• Task to complete: Exactly retype the lines below from the one containing "Practice step: put one dot on the red backpack" through the end of the listing. Leave pictures out.

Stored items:
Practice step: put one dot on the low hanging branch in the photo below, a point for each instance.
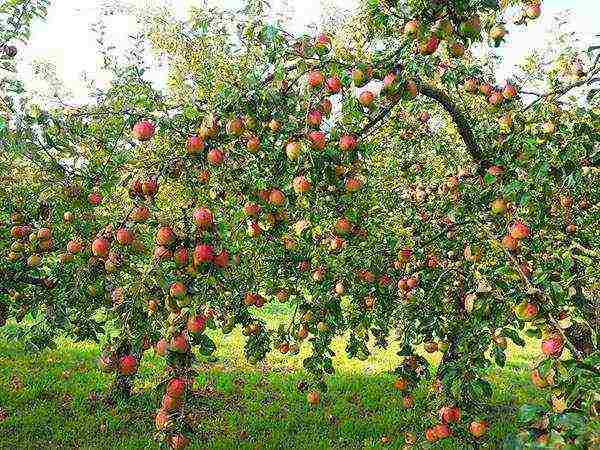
(458, 117)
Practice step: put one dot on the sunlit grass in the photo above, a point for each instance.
(48, 399)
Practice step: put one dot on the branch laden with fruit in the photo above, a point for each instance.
(309, 172)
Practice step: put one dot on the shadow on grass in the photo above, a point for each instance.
(52, 400)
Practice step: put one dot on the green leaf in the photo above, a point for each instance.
(529, 414)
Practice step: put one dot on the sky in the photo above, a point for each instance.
(66, 40)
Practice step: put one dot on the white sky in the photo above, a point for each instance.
(67, 41)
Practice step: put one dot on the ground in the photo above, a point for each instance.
(51, 400)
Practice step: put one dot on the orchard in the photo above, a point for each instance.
(373, 176)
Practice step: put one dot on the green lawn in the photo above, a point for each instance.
(49, 402)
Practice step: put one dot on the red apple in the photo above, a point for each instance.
(143, 130)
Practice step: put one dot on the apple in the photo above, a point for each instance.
(181, 256)
(347, 143)
(353, 184)
(315, 79)
(253, 144)
(301, 185)
(100, 247)
(292, 150)
(533, 11)
(194, 145)
(179, 344)
(234, 127)
(162, 421)
(196, 324)
(215, 157)
(177, 289)
(203, 253)
(143, 130)
(456, 50)
(519, 230)
(318, 140)
(553, 346)
(359, 78)
(276, 197)
(222, 259)
(74, 247)
(334, 84)
(95, 199)
(127, 365)
(471, 85)
(314, 118)
(510, 243)
(498, 206)
(274, 125)
(203, 218)
(449, 414)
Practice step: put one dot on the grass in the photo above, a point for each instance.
(49, 401)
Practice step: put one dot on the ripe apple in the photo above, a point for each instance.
(519, 230)
(162, 420)
(215, 157)
(181, 256)
(347, 142)
(498, 206)
(194, 145)
(318, 140)
(165, 236)
(314, 118)
(253, 144)
(553, 346)
(315, 79)
(100, 247)
(234, 127)
(179, 344)
(301, 185)
(353, 184)
(143, 130)
(359, 77)
(177, 289)
(334, 84)
(449, 414)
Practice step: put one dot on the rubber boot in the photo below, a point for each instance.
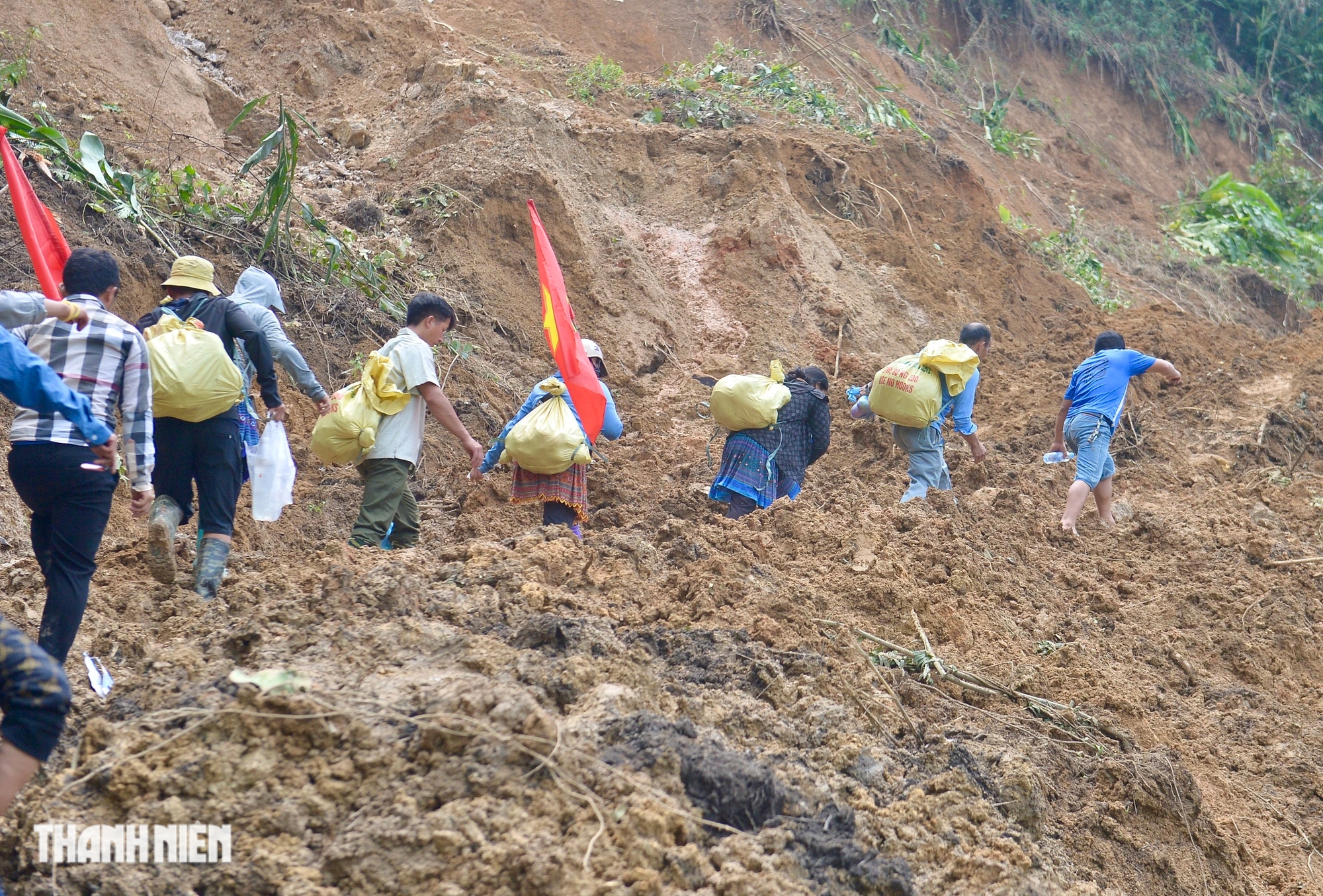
(162, 522)
(211, 567)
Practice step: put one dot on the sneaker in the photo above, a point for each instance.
(162, 522)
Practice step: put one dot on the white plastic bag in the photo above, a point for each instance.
(272, 472)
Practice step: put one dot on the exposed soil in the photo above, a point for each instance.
(675, 704)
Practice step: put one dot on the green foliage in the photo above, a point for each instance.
(1250, 62)
(435, 198)
(731, 85)
(1001, 138)
(599, 77)
(114, 189)
(1071, 253)
(15, 61)
(1275, 226)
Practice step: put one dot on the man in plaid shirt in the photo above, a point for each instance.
(54, 469)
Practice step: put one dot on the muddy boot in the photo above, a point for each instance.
(162, 522)
(210, 567)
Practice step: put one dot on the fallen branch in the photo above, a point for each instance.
(929, 668)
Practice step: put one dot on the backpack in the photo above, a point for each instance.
(908, 391)
(350, 430)
(192, 377)
(550, 438)
(749, 401)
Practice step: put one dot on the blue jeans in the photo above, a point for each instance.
(1089, 436)
(928, 460)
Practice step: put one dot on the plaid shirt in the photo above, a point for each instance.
(802, 431)
(107, 361)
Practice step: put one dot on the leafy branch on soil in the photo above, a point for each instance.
(927, 667)
(1254, 63)
(1072, 254)
(1273, 226)
(542, 751)
(1005, 140)
(731, 83)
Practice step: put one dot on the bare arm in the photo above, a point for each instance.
(445, 414)
(17, 767)
(1059, 438)
(1168, 370)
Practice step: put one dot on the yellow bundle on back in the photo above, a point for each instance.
(192, 377)
(350, 430)
(908, 391)
(550, 439)
(749, 401)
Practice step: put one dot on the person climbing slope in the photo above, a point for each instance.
(1088, 418)
(259, 296)
(207, 451)
(761, 466)
(564, 496)
(388, 505)
(925, 446)
(35, 700)
(52, 466)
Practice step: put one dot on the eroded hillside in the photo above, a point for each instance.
(681, 702)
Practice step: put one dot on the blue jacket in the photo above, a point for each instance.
(612, 426)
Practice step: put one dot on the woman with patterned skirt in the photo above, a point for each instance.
(761, 466)
(564, 496)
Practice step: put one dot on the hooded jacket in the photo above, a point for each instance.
(257, 294)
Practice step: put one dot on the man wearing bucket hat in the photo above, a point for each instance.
(207, 452)
(564, 496)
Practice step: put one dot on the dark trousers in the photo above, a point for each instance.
(740, 505)
(69, 510)
(556, 513)
(387, 501)
(206, 452)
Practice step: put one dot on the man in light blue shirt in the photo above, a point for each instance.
(925, 446)
(1089, 414)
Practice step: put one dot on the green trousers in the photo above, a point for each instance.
(387, 500)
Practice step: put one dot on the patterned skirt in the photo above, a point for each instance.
(748, 469)
(568, 488)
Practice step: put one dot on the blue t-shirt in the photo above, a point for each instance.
(1099, 385)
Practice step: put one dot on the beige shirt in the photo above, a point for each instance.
(412, 365)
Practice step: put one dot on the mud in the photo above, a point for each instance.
(675, 705)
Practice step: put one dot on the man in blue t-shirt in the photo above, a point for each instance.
(925, 446)
(1089, 414)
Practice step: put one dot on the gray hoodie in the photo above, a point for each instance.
(257, 294)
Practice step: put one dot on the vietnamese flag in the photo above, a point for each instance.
(563, 337)
(46, 243)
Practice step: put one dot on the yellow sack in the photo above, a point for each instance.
(548, 440)
(908, 391)
(749, 401)
(350, 430)
(956, 361)
(192, 377)
(380, 387)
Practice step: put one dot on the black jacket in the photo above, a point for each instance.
(227, 320)
(802, 432)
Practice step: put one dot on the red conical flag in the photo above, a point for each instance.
(563, 337)
(46, 243)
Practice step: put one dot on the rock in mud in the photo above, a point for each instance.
(363, 214)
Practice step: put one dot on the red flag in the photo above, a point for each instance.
(46, 243)
(563, 337)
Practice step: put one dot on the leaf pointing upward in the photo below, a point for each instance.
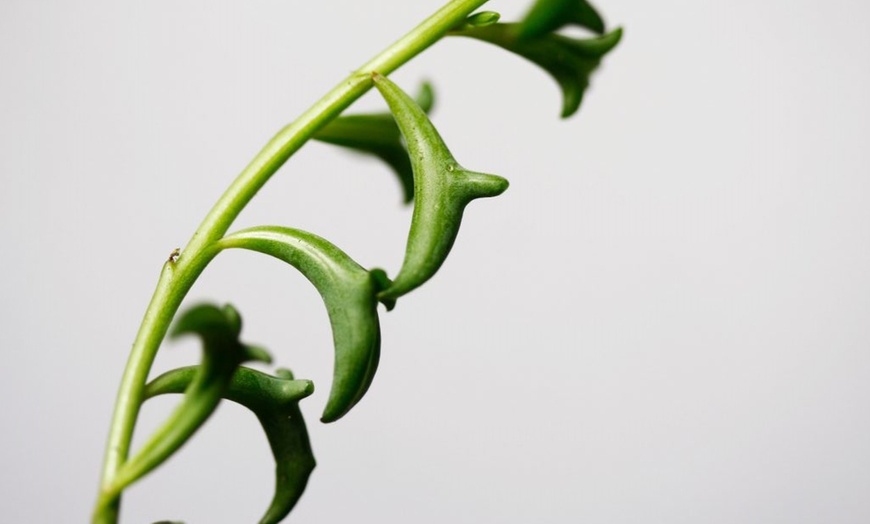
(222, 354)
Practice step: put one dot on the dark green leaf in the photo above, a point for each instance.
(275, 402)
(570, 61)
(547, 16)
(442, 189)
(377, 134)
(222, 354)
(481, 19)
(350, 295)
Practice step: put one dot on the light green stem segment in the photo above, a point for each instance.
(178, 276)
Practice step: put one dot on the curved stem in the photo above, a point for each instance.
(178, 276)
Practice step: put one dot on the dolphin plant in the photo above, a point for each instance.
(433, 181)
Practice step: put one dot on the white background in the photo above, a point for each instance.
(664, 319)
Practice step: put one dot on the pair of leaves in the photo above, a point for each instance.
(377, 134)
(570, 61)
(350, 295)
(222, 354)
(275, 402)
(442, 189)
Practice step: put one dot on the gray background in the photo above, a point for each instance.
(663, 320)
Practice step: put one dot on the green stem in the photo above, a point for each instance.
(178, 276)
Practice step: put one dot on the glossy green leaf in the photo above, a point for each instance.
(547, 16)
(442, 189)
(570, 61)
(376, 134)
(222, 355)
(350, 295)
(275, 402)
(481, 19)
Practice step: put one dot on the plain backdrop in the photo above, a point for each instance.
(663, 320)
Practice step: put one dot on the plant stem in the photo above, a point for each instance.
(178, 276)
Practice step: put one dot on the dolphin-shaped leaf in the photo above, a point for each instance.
(222, 355)
(350, 295)
(570, 61)
(275, 402)
(442, 189)
(547, 16)
(377, 134)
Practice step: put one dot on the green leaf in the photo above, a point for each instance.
(376, 134)
(350, 295)
(547, 16)
(569, 61)
(222, 355)
(442, 189)
(275, 402)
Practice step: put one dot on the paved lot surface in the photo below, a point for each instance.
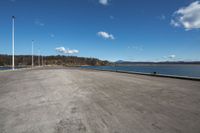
(84, 101)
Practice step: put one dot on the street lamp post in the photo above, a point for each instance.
(13, 42)
(32, 53)
(39, 58)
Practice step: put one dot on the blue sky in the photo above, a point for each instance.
(134, 30)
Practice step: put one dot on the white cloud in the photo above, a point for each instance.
(187, 17)
(112, 17)
(66, 51)
(52, 35)
(105, 35)
(172, 56)
(39, 23)
(103, 2)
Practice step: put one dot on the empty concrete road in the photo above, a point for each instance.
(84, 101)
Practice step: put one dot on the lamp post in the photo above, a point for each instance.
(32, 53)
(13, 42)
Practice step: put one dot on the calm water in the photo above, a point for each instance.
(176, 70)
(5, 68)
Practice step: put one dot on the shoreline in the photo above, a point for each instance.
(150, 74)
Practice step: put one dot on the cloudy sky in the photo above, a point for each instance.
(135, 30)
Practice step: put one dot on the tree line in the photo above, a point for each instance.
(26, 60)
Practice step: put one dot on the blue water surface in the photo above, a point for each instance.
(174, 70)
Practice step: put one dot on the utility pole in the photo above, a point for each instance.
(42, 60)
(13, 42)
(32, 53)
(39, 58)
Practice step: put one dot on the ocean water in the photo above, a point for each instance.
(5, 68)
(174, 70)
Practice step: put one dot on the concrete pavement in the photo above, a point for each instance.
(83, 101)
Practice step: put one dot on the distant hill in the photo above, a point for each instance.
(26, 60)
(164, 62)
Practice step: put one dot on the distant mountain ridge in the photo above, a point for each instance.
(162, 62)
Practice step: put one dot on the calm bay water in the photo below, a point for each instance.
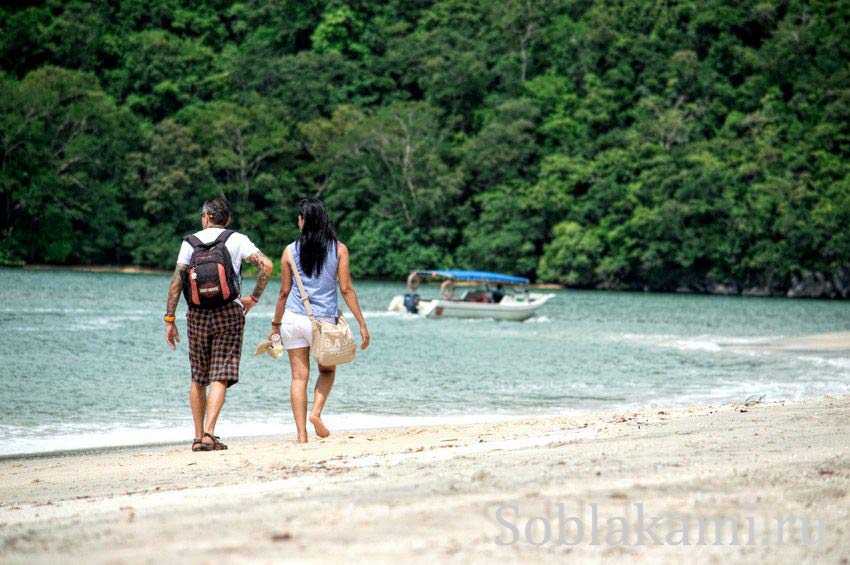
(83, 362)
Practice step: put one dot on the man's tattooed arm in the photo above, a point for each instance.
(174, 289)
(264, 266)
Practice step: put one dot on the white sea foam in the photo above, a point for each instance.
(18, 440)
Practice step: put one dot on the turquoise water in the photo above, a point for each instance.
(83, 361)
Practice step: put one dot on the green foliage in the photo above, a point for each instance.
(590, 143)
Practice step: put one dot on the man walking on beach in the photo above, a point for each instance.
(208, 270)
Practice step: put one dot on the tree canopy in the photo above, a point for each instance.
(626, 144)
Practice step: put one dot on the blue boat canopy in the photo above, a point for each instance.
(479, 276)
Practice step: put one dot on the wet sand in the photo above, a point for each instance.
(430, 494)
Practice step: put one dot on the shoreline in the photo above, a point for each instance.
(427, 493)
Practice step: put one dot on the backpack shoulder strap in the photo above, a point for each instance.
(193, 241)
(223, 236)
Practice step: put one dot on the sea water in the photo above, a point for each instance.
(84, 363)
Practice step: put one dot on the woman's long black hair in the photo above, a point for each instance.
(316, 236)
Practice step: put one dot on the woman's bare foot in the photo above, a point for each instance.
(321, 430)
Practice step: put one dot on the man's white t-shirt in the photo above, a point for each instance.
(238, 245)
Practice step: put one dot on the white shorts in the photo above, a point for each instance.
(296, 330)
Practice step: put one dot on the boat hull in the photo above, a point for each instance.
(507, 309)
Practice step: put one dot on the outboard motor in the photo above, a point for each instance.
(411, 302)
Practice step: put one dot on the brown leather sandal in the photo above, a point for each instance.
(199, 441)
(217, 445)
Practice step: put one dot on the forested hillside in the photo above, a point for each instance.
(631, 144)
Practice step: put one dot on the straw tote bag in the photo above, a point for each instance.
(333, 344)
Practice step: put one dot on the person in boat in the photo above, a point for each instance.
(499, 293)
(323, 263)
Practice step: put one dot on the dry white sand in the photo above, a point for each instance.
(432, 494)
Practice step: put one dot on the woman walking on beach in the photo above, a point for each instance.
(323, 263)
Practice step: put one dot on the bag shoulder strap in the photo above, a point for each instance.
(304, 298)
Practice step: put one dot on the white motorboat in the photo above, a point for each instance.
(507, 301)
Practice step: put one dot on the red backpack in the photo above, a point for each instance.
(210, 281)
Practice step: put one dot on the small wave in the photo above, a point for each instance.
(22, 440)
(698, 343)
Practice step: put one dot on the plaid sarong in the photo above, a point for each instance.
(215, 343)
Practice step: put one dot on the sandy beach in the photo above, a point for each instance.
(450, 493)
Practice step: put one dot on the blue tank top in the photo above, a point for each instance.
(321, 290)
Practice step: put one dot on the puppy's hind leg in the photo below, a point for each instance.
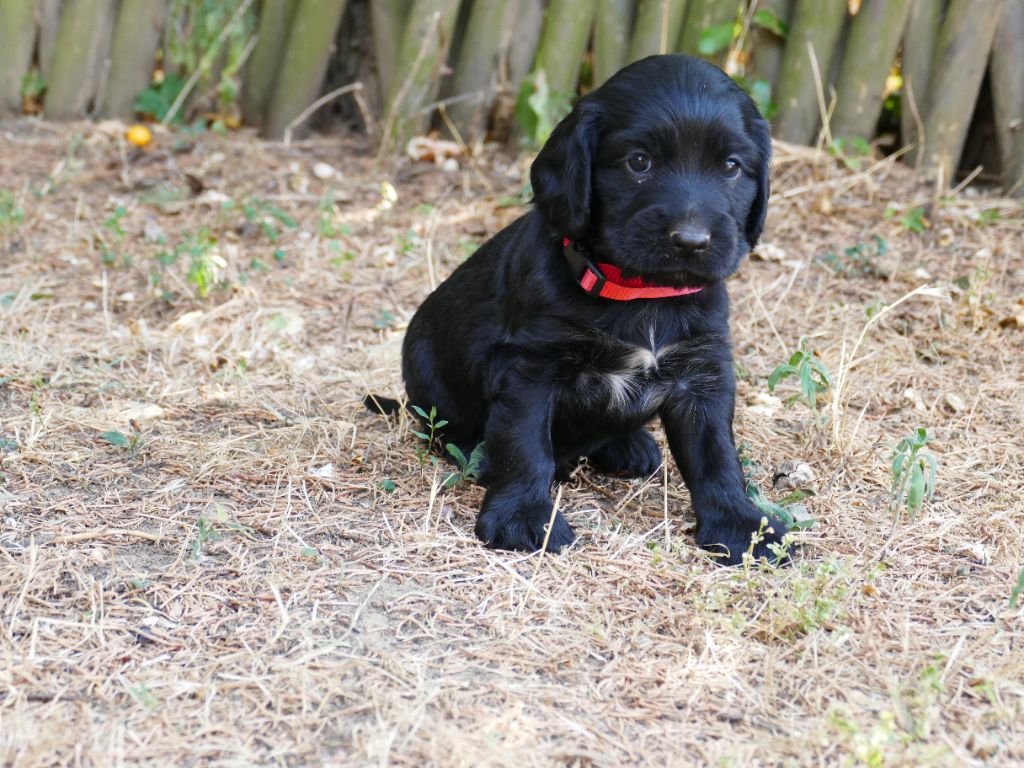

• Output of the task:
Practice step: put one dot on the red backpack in the photo above, a point for each instance.
(210, 281)
Practice step: put one dot on the small wave in the photo above, a point for each instance.
(22, 440)
(698, 343)
Practice step: put one dot on the plaid sarong in the photo above, a point for each instance.
(215, 343)
Practice step: put one dot on the sandy beach in the photo above, a point for each instance.
(450, 493)
Practice step: put one dot on the blue tank top in the photo above, a point for each instance.
(321, 290)
Practice step: put one dot on the puppy's hind leg in the photo below, a point for each instance.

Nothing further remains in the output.